- EXERCISE -
Every line containing the string "surface" is to be copied from the records.

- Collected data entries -
+++
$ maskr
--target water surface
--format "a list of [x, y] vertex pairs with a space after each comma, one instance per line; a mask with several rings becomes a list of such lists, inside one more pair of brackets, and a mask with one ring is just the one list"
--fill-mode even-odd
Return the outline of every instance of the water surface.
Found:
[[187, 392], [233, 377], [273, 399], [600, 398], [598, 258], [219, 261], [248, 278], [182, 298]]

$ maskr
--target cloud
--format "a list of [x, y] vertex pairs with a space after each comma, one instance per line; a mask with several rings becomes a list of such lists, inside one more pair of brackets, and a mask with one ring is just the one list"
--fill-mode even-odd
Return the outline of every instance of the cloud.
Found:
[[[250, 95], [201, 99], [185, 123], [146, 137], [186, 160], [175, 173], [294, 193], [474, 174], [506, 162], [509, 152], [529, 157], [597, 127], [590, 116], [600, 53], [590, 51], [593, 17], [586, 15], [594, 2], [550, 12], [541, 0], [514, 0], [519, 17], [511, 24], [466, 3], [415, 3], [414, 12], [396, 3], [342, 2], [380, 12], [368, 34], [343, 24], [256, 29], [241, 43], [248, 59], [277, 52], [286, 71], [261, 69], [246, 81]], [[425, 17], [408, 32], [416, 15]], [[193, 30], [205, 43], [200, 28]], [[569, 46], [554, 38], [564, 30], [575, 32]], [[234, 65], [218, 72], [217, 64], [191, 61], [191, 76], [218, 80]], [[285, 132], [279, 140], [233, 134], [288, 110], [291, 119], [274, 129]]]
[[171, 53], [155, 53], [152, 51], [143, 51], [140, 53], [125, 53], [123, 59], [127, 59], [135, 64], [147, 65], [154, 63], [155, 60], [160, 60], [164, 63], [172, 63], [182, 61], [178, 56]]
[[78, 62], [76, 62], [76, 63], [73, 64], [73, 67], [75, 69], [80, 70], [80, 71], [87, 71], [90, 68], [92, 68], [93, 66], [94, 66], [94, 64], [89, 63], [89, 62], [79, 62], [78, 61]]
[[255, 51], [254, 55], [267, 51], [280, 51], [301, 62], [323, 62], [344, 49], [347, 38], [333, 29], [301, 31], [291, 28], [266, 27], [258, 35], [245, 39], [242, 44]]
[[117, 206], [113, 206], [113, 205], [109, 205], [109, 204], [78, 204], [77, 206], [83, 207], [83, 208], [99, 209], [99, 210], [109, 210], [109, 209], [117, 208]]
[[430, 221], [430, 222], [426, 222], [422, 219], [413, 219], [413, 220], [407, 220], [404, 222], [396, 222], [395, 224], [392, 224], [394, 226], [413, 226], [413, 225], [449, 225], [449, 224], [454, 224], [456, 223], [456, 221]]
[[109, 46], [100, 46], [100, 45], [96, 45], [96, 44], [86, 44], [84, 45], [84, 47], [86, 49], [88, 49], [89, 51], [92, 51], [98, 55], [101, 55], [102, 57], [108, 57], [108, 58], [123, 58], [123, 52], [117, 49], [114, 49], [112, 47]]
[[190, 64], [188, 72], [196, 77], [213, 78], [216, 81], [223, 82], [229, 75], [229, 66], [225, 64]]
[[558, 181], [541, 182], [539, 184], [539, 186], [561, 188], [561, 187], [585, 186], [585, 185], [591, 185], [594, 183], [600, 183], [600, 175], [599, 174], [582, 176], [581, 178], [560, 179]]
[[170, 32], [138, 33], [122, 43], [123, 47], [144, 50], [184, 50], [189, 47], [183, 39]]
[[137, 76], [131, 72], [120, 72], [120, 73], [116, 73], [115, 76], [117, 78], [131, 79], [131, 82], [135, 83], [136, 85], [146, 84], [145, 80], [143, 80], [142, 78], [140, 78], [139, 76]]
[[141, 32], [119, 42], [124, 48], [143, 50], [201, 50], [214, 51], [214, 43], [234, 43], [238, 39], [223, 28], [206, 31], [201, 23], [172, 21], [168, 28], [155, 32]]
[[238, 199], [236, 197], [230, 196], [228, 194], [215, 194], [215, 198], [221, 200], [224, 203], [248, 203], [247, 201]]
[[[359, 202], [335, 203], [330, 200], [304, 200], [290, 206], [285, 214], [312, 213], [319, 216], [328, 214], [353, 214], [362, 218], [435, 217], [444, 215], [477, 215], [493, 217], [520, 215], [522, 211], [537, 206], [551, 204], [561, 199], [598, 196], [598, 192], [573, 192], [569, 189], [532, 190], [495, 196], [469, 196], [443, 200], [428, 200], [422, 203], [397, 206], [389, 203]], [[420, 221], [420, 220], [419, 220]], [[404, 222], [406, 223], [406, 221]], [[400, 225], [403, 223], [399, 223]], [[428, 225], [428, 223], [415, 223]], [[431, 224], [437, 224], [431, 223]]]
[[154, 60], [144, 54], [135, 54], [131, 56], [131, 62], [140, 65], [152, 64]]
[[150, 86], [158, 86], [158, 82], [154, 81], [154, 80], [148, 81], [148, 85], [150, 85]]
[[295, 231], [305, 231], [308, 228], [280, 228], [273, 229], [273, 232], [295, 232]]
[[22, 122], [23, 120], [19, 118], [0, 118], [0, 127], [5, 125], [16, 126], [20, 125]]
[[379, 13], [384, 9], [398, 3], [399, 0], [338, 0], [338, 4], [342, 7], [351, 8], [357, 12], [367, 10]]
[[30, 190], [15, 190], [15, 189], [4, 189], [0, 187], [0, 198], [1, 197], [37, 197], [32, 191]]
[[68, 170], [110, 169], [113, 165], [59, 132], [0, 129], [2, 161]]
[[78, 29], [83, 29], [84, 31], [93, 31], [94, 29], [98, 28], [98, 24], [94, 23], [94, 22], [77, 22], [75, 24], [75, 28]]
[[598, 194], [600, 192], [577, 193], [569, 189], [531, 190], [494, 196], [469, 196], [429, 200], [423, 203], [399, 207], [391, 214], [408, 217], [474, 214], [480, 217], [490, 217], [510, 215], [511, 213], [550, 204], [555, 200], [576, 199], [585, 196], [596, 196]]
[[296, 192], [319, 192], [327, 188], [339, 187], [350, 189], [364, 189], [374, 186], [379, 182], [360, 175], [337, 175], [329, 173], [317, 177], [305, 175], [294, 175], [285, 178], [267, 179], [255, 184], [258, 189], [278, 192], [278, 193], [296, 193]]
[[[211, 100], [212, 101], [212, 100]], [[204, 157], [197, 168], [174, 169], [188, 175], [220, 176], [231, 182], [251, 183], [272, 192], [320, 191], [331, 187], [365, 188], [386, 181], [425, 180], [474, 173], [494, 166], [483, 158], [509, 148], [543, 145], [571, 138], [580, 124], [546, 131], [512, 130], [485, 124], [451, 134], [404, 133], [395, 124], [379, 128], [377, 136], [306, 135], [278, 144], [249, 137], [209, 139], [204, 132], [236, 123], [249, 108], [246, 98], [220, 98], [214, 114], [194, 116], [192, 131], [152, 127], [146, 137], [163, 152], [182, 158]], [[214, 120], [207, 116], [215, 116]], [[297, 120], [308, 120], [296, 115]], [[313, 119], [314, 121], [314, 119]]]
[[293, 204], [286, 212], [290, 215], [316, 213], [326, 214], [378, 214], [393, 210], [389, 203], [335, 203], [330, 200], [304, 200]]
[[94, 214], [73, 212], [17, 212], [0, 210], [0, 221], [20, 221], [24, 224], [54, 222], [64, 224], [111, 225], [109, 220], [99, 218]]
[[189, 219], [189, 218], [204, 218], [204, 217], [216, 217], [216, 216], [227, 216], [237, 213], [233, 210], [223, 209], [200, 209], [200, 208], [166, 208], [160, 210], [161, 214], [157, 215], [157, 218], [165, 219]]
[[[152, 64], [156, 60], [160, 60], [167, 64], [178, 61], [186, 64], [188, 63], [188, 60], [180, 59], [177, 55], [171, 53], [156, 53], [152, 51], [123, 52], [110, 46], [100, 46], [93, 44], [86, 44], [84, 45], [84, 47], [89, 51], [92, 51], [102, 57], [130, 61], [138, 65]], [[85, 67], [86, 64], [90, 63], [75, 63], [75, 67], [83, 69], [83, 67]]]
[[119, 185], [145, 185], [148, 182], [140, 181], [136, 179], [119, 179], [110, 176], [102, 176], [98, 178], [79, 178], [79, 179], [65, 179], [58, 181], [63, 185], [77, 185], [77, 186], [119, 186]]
+++
- RESPONSE TO THIS TASK -
--target water surface
Return the outline of every instance of the water surface.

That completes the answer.